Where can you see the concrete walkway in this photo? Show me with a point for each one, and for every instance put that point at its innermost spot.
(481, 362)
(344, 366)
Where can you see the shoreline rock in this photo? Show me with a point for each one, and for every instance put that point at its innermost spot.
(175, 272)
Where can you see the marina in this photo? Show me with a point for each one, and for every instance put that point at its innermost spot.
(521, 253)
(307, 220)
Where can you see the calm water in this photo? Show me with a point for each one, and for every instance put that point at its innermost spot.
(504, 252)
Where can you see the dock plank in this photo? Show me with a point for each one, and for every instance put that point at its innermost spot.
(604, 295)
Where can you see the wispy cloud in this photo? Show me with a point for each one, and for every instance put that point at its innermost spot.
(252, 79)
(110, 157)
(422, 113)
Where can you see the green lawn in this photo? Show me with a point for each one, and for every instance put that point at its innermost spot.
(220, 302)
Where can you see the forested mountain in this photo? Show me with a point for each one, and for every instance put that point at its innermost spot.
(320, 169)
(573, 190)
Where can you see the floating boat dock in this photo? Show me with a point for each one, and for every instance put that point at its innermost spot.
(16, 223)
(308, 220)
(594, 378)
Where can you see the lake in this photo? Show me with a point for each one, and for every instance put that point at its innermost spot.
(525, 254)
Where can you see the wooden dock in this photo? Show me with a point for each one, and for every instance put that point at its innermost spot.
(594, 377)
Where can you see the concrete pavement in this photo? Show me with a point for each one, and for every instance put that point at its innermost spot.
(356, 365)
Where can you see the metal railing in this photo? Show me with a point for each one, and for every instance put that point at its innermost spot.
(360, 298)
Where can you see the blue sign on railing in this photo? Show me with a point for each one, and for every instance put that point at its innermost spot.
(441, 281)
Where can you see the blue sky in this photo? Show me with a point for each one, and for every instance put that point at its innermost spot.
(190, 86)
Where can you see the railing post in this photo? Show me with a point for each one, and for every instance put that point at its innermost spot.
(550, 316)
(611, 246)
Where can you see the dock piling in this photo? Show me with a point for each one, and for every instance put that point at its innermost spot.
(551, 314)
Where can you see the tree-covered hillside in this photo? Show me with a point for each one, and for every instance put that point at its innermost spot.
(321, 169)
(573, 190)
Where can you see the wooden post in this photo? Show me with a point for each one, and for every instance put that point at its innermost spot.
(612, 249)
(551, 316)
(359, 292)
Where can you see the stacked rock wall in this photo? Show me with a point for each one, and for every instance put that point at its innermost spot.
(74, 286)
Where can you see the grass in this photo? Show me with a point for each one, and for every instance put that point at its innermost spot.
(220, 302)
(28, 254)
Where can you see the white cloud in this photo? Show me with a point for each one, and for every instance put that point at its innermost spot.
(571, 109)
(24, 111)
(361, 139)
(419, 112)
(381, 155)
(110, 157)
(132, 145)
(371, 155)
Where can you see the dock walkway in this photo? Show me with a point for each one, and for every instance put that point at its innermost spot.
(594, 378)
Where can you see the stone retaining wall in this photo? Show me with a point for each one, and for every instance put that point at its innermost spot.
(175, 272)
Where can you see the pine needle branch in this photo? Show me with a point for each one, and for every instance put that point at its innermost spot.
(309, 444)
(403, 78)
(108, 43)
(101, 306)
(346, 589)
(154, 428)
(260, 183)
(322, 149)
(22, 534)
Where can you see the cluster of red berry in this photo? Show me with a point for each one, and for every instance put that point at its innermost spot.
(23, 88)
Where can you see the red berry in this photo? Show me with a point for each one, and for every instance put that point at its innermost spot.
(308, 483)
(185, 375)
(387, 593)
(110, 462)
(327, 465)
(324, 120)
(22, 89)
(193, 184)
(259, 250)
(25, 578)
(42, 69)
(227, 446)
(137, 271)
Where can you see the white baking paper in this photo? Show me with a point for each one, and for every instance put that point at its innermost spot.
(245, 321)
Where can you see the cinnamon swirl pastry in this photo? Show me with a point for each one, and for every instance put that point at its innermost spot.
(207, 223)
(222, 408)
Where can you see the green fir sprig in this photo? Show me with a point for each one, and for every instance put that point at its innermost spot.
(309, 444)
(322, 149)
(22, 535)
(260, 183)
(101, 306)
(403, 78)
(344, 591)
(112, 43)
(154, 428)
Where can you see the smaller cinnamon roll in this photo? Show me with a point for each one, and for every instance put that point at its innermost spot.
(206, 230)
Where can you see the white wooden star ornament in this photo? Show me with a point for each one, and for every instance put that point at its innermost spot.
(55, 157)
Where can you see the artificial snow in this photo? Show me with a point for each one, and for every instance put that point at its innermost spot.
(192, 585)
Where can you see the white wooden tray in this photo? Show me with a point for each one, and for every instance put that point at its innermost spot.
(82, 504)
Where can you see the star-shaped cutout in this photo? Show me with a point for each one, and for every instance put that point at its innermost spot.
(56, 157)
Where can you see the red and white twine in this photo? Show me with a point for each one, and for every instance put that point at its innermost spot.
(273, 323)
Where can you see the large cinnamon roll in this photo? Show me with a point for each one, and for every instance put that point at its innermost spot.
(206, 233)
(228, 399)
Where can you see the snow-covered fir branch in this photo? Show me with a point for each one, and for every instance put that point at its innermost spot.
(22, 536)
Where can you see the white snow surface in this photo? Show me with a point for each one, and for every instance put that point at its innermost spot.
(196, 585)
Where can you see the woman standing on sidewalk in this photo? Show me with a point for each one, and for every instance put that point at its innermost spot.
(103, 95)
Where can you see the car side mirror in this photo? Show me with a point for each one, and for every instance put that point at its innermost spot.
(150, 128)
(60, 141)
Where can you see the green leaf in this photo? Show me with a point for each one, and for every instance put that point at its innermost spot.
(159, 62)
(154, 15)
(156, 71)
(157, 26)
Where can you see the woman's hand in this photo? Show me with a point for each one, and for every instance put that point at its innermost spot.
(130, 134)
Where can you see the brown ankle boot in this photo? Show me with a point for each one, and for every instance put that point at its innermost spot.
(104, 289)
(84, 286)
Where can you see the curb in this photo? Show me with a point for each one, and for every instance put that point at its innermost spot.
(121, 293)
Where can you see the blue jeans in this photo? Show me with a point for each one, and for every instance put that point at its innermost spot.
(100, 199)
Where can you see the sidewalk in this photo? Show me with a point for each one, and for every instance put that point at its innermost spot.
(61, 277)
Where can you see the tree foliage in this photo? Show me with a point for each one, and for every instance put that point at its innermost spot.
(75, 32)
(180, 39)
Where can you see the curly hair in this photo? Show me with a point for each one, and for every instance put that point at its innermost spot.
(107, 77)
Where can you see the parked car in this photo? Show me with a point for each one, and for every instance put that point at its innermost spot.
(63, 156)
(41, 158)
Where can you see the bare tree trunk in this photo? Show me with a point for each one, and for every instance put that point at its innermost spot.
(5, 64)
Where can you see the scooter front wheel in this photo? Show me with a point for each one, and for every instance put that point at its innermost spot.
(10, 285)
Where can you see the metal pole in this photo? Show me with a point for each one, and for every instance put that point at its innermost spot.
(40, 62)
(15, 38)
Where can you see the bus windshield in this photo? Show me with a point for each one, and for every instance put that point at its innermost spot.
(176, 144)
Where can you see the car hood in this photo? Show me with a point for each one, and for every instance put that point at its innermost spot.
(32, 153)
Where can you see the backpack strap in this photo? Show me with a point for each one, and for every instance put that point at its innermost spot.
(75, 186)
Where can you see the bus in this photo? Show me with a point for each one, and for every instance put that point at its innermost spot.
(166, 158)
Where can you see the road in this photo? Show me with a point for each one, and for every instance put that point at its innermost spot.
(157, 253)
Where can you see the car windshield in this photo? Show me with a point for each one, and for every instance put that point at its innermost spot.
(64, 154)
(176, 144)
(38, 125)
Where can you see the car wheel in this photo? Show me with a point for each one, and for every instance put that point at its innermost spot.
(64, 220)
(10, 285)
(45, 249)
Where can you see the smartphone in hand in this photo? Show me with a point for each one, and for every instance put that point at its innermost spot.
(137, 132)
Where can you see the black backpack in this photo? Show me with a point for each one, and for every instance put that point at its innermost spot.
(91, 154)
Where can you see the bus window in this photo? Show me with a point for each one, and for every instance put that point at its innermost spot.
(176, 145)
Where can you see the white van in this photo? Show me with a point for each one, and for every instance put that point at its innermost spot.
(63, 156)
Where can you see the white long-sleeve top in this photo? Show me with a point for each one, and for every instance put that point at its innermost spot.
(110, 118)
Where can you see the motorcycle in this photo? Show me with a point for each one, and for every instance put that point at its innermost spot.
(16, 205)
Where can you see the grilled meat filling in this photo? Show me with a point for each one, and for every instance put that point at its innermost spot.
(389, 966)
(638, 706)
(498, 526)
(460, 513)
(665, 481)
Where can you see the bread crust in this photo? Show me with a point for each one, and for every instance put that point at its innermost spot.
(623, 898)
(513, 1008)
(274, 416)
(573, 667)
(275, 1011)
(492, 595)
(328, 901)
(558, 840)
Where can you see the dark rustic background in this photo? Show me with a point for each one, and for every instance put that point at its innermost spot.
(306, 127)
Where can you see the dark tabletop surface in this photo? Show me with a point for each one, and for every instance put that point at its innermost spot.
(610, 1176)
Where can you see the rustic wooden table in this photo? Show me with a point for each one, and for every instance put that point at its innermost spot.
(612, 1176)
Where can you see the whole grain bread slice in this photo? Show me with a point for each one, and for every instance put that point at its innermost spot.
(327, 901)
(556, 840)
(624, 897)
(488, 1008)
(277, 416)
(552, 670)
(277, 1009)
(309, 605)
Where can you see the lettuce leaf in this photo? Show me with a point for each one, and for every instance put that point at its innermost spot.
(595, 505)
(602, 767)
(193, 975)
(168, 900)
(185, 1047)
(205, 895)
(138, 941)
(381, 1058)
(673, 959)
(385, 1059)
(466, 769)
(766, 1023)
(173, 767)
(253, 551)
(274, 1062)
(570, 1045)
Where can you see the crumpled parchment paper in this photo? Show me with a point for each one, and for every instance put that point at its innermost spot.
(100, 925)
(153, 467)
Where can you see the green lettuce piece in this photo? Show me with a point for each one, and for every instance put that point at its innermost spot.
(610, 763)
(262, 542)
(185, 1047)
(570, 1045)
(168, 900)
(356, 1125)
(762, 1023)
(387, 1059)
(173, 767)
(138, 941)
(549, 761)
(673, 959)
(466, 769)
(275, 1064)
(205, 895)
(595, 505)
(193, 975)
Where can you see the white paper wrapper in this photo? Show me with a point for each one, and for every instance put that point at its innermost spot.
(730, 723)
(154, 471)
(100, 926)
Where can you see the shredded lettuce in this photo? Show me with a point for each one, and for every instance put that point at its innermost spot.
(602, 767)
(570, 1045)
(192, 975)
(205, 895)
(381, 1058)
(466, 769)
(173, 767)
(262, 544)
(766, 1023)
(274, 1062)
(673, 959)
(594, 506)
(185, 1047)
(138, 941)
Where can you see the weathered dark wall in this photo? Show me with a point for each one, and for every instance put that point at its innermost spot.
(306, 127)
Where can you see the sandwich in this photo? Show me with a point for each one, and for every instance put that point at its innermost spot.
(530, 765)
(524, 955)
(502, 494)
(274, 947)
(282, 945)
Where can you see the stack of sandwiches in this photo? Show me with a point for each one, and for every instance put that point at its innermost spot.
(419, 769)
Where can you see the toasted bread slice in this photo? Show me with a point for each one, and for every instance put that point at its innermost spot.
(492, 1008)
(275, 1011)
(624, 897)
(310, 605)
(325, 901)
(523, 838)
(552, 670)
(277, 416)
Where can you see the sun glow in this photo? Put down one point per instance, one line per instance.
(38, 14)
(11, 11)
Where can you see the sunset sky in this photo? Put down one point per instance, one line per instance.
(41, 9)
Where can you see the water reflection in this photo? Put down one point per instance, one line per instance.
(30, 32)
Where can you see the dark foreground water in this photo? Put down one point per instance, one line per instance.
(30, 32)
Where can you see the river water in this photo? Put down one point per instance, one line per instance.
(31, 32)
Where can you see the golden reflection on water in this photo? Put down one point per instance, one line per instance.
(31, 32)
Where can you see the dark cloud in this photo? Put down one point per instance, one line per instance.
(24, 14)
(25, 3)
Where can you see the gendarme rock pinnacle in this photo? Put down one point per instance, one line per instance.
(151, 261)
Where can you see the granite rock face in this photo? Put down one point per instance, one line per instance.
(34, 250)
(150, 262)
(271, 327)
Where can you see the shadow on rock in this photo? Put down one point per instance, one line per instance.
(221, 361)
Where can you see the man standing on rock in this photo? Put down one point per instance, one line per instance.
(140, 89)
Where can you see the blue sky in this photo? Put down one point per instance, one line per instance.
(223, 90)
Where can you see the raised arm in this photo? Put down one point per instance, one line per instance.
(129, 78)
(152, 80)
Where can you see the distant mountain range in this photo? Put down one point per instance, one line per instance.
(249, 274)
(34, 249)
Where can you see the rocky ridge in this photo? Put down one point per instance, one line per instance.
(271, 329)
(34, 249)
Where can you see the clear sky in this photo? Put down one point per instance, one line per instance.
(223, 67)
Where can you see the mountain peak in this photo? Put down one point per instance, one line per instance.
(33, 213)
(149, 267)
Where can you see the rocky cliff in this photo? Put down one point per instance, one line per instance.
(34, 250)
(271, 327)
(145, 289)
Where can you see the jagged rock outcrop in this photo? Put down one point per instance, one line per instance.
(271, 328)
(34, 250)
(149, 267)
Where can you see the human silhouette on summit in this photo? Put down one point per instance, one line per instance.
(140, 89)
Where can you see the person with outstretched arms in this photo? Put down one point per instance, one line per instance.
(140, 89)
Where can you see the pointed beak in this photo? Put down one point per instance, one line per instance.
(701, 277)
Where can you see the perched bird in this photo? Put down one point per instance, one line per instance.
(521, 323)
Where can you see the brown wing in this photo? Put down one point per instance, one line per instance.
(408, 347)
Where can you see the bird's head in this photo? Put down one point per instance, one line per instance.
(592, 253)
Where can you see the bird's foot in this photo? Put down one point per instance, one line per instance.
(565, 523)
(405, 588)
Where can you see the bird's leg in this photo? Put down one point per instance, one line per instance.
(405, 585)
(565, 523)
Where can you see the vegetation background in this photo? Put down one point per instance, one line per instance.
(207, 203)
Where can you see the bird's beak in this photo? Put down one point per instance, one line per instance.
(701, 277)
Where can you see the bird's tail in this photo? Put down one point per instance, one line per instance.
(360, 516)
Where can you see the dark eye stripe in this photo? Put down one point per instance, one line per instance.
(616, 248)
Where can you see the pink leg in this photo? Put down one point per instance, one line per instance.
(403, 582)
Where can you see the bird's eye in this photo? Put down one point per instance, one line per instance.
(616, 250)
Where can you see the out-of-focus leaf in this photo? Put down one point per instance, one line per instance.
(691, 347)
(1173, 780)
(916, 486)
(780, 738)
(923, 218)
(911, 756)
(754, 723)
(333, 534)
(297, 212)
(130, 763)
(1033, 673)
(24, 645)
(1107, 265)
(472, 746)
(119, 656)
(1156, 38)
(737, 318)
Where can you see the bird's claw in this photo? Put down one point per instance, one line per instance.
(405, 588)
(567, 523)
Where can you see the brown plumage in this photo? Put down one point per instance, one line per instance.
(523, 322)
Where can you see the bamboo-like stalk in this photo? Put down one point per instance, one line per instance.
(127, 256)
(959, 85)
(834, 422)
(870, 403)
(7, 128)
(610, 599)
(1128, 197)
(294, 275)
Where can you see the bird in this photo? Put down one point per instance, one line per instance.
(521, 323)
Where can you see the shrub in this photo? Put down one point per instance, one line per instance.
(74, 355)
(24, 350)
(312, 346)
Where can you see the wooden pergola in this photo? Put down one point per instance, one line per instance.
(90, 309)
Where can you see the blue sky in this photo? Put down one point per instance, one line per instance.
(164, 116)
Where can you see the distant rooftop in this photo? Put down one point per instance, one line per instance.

# Task details
Each line from the one containing "Where can you see the bamboo-like" to the end of the entries above should be copied exactly, and no other line.

# Result of this task
Where can you see the bamboo-like stalk in this photo? Put down one point per instance, one line per instance.
(127, 256)
(959, 85)
(834, 422)
(870, 403)
(7, 128)
(610, 599)
(1128, 197)
(294, 275)
Where can you see the bird in this photo? Put down one point per instance, one line per instance.
(521, 323)
Where can you see the shrub in this photo? Put down one point per instance, one line per instance.
(74, 355)
(24, 350)
(312, 346)
Where can you see the wooden pergola in this photo? Put down one point per instance, one line per instance.
(90, 309)
Where can you see the blue sky in this photo? Put down one point per instance, one line per instance.
(164, 116)
Where can you see the distant rooftop in this photo? Put down one point per instance, one line per instance.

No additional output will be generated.